Task input »
◇ ◇ ◇ ◇ ◇ ◇ ◇

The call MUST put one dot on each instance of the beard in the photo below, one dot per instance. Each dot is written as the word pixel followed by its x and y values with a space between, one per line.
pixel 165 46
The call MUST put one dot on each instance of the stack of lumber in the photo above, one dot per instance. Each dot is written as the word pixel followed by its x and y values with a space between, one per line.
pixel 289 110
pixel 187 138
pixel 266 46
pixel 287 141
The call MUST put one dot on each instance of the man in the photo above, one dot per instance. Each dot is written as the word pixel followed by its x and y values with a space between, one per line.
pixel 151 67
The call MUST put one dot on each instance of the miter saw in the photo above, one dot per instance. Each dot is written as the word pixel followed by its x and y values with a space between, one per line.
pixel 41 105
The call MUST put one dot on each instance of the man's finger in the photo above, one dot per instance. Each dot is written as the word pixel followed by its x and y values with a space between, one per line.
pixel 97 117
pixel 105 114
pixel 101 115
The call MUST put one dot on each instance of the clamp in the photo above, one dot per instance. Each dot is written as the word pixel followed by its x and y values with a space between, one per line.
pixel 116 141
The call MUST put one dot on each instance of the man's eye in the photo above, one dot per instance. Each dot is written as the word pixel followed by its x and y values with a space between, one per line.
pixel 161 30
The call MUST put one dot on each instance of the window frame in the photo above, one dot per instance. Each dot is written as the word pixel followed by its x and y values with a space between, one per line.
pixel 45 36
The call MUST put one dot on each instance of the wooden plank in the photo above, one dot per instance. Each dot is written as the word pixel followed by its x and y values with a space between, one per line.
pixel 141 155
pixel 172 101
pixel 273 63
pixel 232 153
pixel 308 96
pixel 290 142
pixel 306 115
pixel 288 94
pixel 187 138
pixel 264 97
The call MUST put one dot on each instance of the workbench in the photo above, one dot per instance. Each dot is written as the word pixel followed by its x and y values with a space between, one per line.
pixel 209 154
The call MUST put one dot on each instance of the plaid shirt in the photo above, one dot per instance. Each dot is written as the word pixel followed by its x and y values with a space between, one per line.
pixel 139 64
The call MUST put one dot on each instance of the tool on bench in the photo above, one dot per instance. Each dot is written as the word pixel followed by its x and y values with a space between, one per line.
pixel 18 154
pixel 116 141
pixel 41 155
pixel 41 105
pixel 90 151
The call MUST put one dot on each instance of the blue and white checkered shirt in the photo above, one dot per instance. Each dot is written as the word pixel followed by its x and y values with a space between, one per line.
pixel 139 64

◇ ◇ ◇ ◇ ◇ ◇ ◇

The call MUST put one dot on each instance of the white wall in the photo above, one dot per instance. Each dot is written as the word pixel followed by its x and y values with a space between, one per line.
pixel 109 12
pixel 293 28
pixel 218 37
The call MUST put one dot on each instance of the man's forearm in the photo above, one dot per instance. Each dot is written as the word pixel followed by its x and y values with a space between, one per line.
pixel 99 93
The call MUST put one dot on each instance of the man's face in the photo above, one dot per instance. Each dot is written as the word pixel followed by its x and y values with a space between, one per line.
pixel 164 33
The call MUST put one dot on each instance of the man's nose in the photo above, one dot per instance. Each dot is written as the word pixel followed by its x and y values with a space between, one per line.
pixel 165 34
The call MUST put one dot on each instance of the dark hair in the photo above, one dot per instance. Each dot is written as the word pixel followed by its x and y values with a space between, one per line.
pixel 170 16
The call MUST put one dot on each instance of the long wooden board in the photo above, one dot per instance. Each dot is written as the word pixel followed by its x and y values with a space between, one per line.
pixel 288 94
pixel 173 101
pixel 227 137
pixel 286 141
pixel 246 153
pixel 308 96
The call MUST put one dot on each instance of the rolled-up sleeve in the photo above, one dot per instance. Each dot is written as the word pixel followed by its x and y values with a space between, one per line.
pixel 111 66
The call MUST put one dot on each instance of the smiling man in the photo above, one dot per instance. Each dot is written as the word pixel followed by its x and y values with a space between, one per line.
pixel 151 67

◇ ◇ ◇ ◇ ◇ ◇ ◇

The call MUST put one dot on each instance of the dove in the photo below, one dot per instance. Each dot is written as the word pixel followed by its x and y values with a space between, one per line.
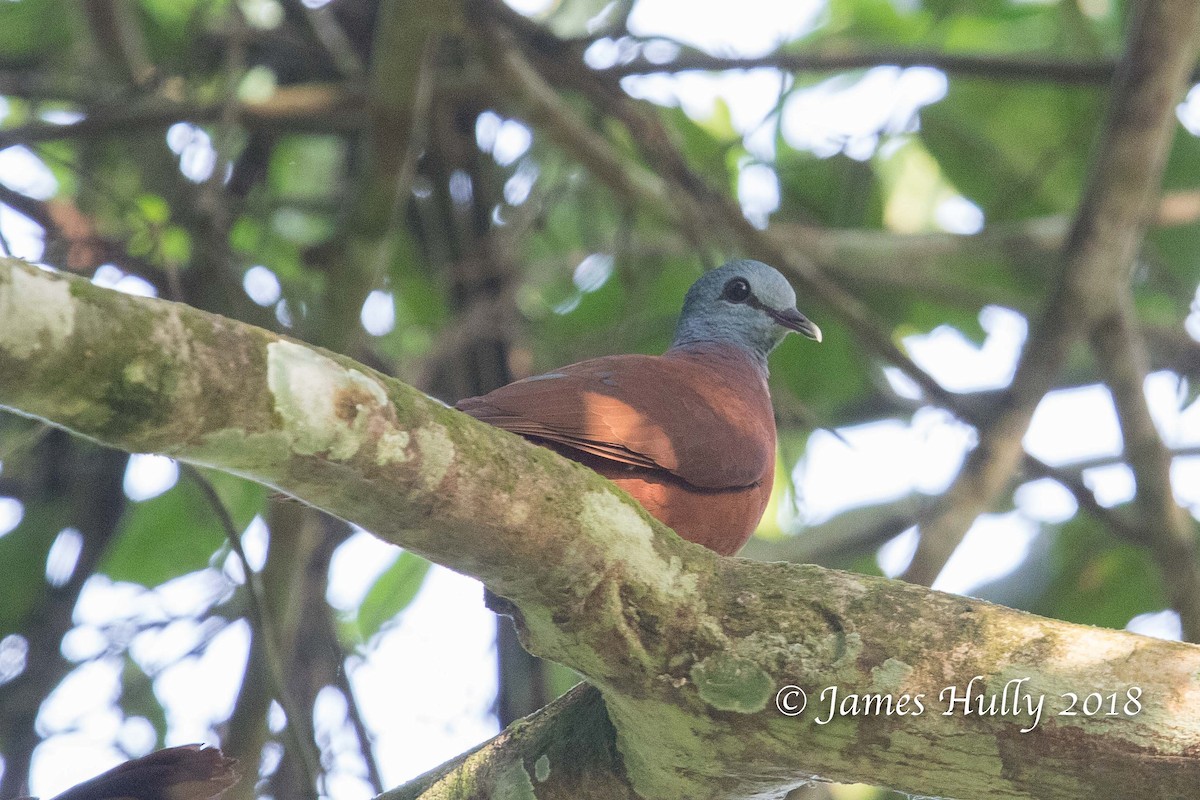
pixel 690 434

◇ ◇ ◇ ◇ ◇ ◇ ◇

Lay out the records starting at the line containing "of the beard" and ending at the line containing "pixel 287 141" as a two-column CSV with columns named record_text and answer. Give one row per record, with its text and its answer each in a single quoted field and line breaks replaced by spaces.

record_text,answer
"The call MUST put one dot on each instance of the beard in the photo below, one dot per instance. Each dot is written as the word pixel followed by its x and y values with a space between, one per line.","pixel 165 46"
"The call MUST put one dot on each instance of the stack of lumber in the photo above, one dot per instance. Each dot is written as the word pixel followed by its x and y values with a space between, one per line.","pixel 289 110 pixel 187 138 pixel 266 46 pixel 287 141"